> SUPPLIED PASSAGE
▼

G: All of this definitely made our relationship stronger in some ways, because we had to get through this together. But in the moment, it was hard. I come from a big Italian family, my family was like, waiting outside the hospital doors because they couldn’t come in the room all day every day. I was still at work, too, and I was a teacher. I couldn’t go in and be miserable for two straight months. My day would be like, all this happiness, being with kids. I would go from doing that and standing over the baby for a few hours and then interacting with the nurses and then trying to be a buffer between Melissa and my family. She was pushing everyone away, and I was bringing everyone close. There were problems with that.

M: One-thousand percent. I put my husband and my whole family on the back burner until the baby was fine. But luckily, I have a husband who is understanding and gets it. Not only did I go through an emotional trauma, but I went through a physical trauma, too. I had an emergency c-section, and that’s not very fun. And then I was up, pumping, because I was like, if I couldn’t keep my baby inside of me, the least I could do is pump. I was up every two hours.

G: A few nights ago we were like, “Remember when we hated each other?” We were irrational and angry at each other. We were like, “Why is that wall painted white?” At 4 in the morning. You’re just mad that things are the way they are. You don’t know what you’re even saying.

G: There was one hundred percent a link between relationship matters and our sleep deprivation.

M: One thousand percent.

G: Once you sleep, you love each other again.

▲

> EXERCISE DESCRIPTION
Write out the conversation about the newborn's hospital stay word for word, in its entirety. The material that comes after this passage was taken from a different source.

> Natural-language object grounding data
▼

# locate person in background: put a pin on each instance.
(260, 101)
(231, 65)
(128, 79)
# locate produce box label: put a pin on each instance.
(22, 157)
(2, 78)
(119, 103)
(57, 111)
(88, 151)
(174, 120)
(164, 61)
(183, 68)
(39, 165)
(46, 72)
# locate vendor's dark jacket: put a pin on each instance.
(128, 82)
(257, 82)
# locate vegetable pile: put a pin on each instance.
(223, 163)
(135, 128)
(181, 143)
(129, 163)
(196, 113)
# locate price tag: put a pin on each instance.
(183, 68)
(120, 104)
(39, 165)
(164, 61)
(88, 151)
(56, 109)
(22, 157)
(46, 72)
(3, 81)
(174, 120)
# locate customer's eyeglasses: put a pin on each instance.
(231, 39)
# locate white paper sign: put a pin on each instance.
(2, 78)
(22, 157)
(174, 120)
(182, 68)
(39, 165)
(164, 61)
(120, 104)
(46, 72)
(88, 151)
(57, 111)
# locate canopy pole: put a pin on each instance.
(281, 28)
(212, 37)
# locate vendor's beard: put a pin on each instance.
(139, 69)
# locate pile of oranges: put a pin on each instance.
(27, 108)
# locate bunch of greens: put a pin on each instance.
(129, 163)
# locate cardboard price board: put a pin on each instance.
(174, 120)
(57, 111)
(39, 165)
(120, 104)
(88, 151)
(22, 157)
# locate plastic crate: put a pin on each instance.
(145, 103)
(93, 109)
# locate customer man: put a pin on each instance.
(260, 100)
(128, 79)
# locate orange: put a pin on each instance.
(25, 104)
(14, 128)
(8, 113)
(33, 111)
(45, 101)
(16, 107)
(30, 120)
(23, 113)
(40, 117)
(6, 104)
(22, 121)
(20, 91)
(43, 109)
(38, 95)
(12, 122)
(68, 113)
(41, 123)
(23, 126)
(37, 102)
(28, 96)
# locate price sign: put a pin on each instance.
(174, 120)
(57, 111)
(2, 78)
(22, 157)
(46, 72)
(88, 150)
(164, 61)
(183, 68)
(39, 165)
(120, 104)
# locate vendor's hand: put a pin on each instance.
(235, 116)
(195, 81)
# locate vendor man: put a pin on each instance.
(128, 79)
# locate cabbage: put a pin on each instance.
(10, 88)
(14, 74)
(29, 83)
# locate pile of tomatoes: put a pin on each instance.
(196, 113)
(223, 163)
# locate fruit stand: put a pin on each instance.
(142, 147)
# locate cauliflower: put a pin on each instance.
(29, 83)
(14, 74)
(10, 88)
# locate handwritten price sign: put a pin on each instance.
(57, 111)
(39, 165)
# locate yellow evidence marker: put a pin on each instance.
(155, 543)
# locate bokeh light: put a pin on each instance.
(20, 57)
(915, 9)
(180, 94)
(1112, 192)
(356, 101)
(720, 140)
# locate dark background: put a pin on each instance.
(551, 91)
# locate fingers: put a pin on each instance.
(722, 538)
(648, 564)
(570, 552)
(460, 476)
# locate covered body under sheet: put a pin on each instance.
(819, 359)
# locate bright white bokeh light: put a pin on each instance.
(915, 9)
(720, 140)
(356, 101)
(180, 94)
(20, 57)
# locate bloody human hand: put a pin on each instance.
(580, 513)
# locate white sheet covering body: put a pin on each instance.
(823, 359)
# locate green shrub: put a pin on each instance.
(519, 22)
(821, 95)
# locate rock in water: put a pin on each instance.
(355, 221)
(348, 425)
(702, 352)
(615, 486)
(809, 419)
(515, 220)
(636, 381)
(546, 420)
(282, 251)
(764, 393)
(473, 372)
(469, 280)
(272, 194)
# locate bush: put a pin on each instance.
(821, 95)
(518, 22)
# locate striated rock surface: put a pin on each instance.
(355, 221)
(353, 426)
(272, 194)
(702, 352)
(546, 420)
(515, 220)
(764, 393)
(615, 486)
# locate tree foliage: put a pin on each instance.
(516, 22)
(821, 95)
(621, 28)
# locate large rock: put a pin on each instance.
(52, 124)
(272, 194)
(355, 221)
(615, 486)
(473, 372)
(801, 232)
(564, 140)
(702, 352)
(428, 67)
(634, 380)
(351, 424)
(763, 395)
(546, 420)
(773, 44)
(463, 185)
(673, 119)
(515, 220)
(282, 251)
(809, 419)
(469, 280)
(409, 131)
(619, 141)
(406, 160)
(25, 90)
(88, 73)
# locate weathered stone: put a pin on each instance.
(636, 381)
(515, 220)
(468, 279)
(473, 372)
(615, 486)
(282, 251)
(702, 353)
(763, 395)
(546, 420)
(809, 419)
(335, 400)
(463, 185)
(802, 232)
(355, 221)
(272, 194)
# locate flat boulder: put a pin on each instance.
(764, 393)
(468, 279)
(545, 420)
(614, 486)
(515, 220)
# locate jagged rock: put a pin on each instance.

▲

> EXERCISE RESULT
G: All of this definitely made our relationship stronger in some ways, because we had to get through this together. But in the moment, it was hard. I come from a big Italian family, my family was like, waiting outside the hospital doors because they couldn’t come in the room all day every day. I was still at work, too, and I was a teacher. I couldn’t go in and be miserable for two straight months. My day would be like, all this happiness, being with kids. I would go from doing that and standing over the baby for a few hours and then interacting with the nurses and then trying to be a buffer between Melissa and my family. She was pushing everyone away, and I was bringing everyone close. There were problems with that.

M: One-thousand percent. I put my husband and my whole family on the back burner until the baby was fine. But luckily, I have a husband who is understanding and gets it. Not only did I go through an emotional trauma, but I went through a physical trauma, too. I had an emergency c-section, and that’s not very fun. And then I was up, pumping, because I was like, if I couldn’t keep my baby inside of me, the least I could do is pump. I was up every two hours.

G: A few nights ago we were like, “Remember when we hated each other?” We were irrational and angry at each other. We were like, “Why is that wall painted white?” At 4 in the morning. You’re just mad that things are the way they are. You don’t know what you’re even saying.

G: There was one hundred percent a link between relationship matters and our sleep deprivation.

M: One thousand percent.

G: Once you sleep, you love each other again.